For Bush, the roadmap of post-Clinton politics was clear. Big government was popular, so he wouldn't attack it. Political disagreement was unpopular, so he would be nice and eschew wedge issues. He would run on character, promising to restore dignity to the Oval Office, pledging never to embarrass us.
What is McCain's strategy but a 200-proof version of Bush's? McCain promises not just to refrain from embarrassing us, but actually to make us proud. His campaign is about nothing but character. Any issues he raises are mere illustrations of the theme. The campaign-finance "reforms" he proposes are less important than that he is a reformer. His emphasis on raising military pay is a way of reminding us to give POWs their due. The exit polls from New Hampshire showed that no public-policy issues were decisive, in either party; what moved Republicans to vote for McCain was "moral values," i.e., character.
Bush's "compassionate conservatism" has appeal to a sentimental culture; but our culture is so sentimental that it pre tends to yearn for sterner virtues. Voters do not want a leader who will ask them to do something for their country; they want one such as McCain, who will give them a stirring sensation by only seeming to ask them to make great sacrifices.
There's no way Bush can beat McCain on character--not when McCain is a war hero and highlights it 24-7, subtly and directly. Indeed, nobody but McCain could have knocked Bush over in the primaries. Now that he has, Bush can't just take punches at McCain on the issues; first he has to get voters interested in issues. No wonder Bush is having trouble finding his footing.

_EXERCISE GOAL_
Decide whether each statement agrees with the campaign commentary above, answering yes or no and quoting the deciding words: (a) New Hampshire exit polls found public-policy issues decisive; (b) McCain emphasizes raising military pay; (c) Bush intended to attack big government.

Dataset items:
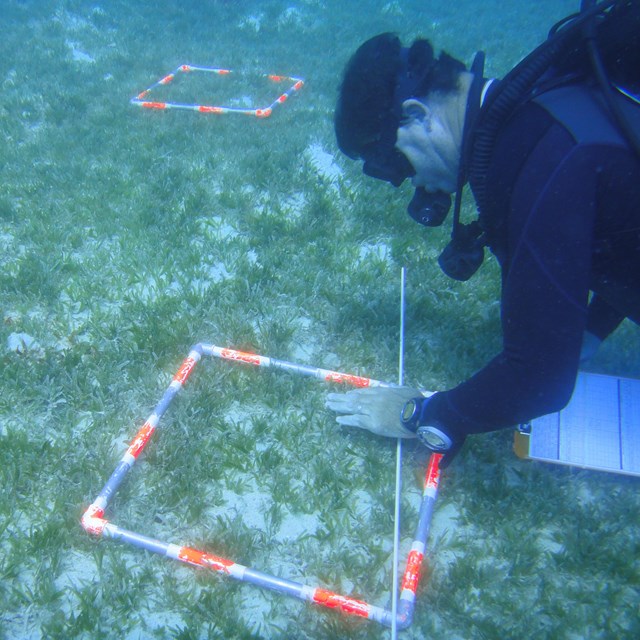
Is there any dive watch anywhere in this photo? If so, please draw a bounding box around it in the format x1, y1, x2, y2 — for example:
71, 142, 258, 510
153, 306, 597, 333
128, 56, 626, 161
400, 397, 453, 453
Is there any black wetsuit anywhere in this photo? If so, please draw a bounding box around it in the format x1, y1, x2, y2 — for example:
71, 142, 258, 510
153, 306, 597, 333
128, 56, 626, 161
422, 80, 640, 436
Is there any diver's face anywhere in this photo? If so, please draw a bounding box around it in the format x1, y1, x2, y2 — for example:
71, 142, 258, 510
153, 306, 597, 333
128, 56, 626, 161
396, 98, 460, 193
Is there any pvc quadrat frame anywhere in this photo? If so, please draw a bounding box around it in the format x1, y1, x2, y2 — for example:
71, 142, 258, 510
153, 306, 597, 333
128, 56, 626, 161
131, 64, 304, 118
81, 343, 442, 629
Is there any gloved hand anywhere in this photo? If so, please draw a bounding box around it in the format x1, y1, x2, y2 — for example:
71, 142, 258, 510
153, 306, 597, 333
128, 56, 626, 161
326, 387, 431, 438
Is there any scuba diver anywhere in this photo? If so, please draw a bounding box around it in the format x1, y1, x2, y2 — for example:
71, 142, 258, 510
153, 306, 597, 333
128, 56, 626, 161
327, 0, 640, 467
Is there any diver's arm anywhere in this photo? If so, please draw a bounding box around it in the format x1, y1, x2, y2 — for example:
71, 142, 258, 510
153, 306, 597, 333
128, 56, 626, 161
425, 131, 595, 437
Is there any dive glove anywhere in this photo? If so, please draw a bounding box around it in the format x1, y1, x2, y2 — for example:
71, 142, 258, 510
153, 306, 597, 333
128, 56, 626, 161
326, 387, 465, 468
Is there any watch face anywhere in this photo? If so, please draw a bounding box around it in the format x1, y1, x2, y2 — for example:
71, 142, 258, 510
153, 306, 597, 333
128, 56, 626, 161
402, 398, 418, 423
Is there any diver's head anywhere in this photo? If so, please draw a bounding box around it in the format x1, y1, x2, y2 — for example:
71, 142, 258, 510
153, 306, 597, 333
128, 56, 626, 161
334, 33, 465, 196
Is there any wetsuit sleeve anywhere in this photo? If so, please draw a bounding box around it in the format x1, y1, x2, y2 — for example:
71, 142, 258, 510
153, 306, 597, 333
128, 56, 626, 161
425, 125, 596, 436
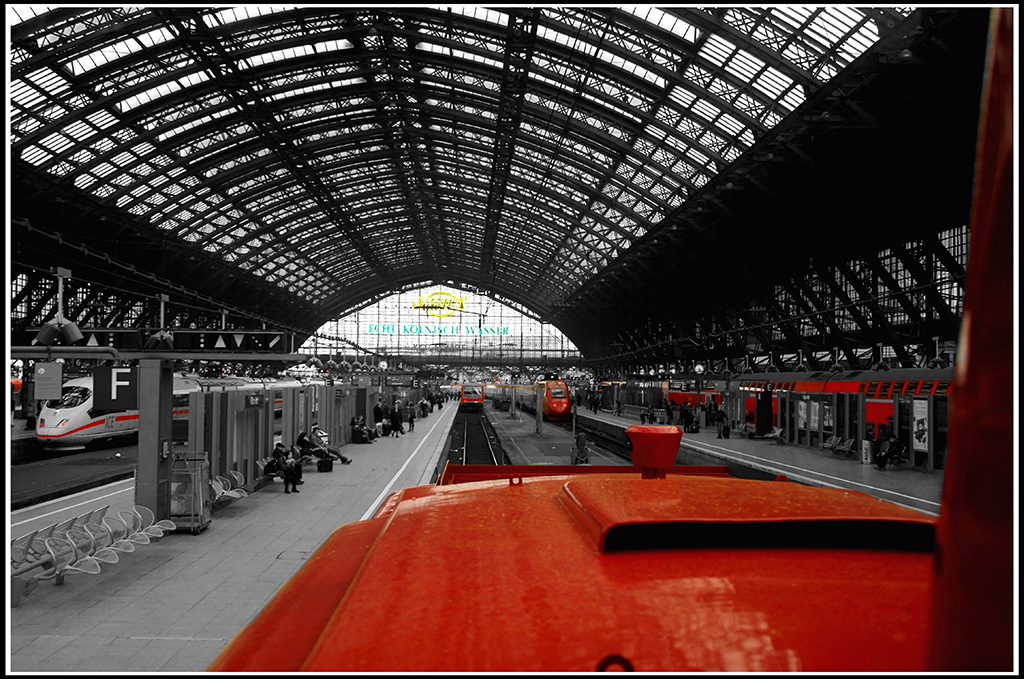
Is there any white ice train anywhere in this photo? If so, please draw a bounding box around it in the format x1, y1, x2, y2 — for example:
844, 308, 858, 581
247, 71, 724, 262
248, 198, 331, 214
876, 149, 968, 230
36, 373, 300, 448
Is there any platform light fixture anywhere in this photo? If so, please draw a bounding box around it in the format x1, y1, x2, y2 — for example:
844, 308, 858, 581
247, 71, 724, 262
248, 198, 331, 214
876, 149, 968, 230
32, 266, 84, 346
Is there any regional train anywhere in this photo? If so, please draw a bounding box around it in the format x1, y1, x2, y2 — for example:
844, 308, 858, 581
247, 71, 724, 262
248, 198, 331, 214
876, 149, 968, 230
512, 379, 572, 422
36, 373, 300, 448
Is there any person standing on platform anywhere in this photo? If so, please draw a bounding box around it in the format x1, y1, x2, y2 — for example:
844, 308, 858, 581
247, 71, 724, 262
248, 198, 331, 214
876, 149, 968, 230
391, 400, 406, 436
282, 451, 302, 493
880, 415, 896, 440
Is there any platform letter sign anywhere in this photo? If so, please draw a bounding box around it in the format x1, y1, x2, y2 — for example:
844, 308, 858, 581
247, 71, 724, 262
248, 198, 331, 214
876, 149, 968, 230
35, 363, 63, 400
92, 368, 138, 411
913, 398, 928, 452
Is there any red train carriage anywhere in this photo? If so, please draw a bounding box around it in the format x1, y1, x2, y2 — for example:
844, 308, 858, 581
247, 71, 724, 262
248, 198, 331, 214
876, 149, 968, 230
459, 384, 483, 411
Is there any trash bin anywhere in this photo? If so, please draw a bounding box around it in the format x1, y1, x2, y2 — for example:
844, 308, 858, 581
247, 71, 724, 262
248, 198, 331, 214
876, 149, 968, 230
171, 451, 213, 535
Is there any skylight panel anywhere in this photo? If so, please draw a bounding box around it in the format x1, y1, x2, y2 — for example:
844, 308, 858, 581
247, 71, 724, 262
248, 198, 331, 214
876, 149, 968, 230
212, 5, 292, 25
669, 86, 697, 109
698, 33, 736, 66
115, 80, 181, 113
752, 67, 793, 99
416, 42, 505, 71
781, 87, 806, 111
597, 49, 665, 87
623, 7, 700, 43
537, 25, 597, 56
693, 99, 722, 121
238, 45, 313, 70
449, 7, 508, 26
715, 114, 743, 134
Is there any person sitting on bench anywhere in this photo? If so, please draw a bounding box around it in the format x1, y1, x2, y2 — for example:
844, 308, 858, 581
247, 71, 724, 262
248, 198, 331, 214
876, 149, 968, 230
299, 425, 352, 465
874, 434, 906, 471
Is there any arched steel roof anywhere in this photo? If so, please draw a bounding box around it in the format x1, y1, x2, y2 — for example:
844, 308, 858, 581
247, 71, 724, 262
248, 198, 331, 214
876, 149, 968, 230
8, 5, 983, 372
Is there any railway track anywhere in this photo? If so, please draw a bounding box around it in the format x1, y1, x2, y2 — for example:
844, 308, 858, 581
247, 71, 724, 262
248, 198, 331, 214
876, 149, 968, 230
449, 413, 509, 465
557, 420, 633, 464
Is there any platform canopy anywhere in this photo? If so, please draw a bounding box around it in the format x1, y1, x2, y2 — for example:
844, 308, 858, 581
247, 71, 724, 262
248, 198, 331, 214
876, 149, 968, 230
7, 5, 984, 368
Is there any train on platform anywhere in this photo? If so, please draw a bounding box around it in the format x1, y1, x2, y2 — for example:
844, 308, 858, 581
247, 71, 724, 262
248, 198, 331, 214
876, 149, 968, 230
35, 373, 301, 449
599, 368, 953, 439
459, 384, 483, 412
484, 373, 573, 422
520, 379, 572, 422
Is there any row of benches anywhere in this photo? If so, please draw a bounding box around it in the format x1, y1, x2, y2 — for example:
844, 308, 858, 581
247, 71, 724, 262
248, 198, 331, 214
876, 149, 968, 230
10, 505, 177, 607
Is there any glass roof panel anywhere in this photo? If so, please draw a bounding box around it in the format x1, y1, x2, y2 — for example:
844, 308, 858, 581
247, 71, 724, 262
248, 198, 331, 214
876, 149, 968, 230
9, 5, 909, 311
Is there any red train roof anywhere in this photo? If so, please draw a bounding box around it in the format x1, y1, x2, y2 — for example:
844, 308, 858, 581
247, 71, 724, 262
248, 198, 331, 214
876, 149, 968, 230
210, 472, 934, 672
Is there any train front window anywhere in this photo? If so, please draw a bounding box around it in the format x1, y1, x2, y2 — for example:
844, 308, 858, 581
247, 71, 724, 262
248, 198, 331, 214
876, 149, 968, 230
46, 387, 92, 409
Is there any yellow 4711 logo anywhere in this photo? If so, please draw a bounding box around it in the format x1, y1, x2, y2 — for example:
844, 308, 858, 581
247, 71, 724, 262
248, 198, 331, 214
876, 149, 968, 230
413, 292, 466, 319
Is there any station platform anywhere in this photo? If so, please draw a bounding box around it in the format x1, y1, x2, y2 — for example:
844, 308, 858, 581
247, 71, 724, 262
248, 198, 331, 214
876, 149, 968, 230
7, 401, 942, 673
7, 402, 458, 674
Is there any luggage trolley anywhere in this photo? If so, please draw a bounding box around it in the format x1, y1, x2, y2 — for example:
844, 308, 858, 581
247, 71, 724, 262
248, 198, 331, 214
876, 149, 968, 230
171, 451, 213, 536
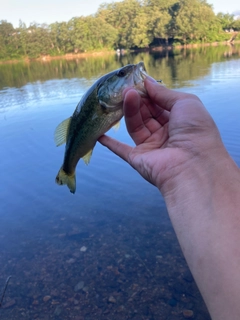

_COMPLETE RESPONSE_
(a) No: "no public-policy issues were decisive, in either party"
(b) Yes: "His emphasis on raising military pay is a way of reminding us to give POWs their due."
(c) No: "Big government was popular, so he wouldn't attack it."